# Aim of the task
Return the following lines exactly as they appear, from the line with "trace <item>shrub</item>" up to and including the line with "4 41 L 0 42".

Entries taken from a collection
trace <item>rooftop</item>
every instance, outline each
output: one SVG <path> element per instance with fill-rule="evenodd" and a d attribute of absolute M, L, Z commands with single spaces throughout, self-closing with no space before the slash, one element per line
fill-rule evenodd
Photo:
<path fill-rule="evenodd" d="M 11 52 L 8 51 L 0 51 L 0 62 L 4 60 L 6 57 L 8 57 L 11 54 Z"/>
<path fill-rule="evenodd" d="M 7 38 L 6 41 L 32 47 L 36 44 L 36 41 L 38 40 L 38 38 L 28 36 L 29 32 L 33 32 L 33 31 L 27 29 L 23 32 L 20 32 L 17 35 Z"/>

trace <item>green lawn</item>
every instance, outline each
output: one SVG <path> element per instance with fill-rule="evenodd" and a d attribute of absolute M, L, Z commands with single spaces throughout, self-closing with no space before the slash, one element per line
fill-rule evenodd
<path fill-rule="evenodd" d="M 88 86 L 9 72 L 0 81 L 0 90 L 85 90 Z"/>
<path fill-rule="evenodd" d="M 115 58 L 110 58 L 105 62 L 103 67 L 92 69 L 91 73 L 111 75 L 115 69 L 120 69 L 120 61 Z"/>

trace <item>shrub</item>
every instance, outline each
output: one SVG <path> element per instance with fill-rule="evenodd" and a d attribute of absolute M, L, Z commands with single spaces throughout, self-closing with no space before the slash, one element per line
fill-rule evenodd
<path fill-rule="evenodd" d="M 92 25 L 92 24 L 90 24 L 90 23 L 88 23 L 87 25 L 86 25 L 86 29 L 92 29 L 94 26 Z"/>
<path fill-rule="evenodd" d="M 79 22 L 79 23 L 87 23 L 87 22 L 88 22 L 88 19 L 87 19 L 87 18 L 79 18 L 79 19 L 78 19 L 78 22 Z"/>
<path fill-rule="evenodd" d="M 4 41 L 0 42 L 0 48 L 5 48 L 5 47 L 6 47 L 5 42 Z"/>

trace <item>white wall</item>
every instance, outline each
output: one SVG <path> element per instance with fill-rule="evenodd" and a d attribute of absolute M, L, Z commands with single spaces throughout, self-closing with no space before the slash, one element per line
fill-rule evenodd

==

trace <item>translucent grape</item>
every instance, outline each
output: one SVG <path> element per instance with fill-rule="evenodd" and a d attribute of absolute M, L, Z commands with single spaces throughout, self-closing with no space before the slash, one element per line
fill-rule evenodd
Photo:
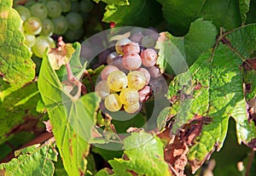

# Written solution
trace <item>shrub</item>
every instance, outline each
output: one SVG <path> element per instance with fill-rule="evenodd" and a d attribute of absolute M, L, Z commands with single spaces throughout, self-closing with no space before the slash, one element per line
fill-rule evenodd
<path fill-rule="evenodd" d="M 92 25 L 92 24 L 90 24 L 90 23 L 88 23 L 87 25 L 86 25 L 86 29 L 92 29 L 94 26 Z"/>
<path fill-rule="evenodd" d="M 79 22 L 79 23 L 87 23 L 87 22 L 88 22 L 88 19 L 87 19 L 87 18 L 79 18 L 79 19 L 78 19 L 78 22 Z"/>
<path fill-rule="evenodd" d="M 4 41 L 0 42 L 0 48 L 5 48 L 5 47 L 6 47 L 5 42 Z"/>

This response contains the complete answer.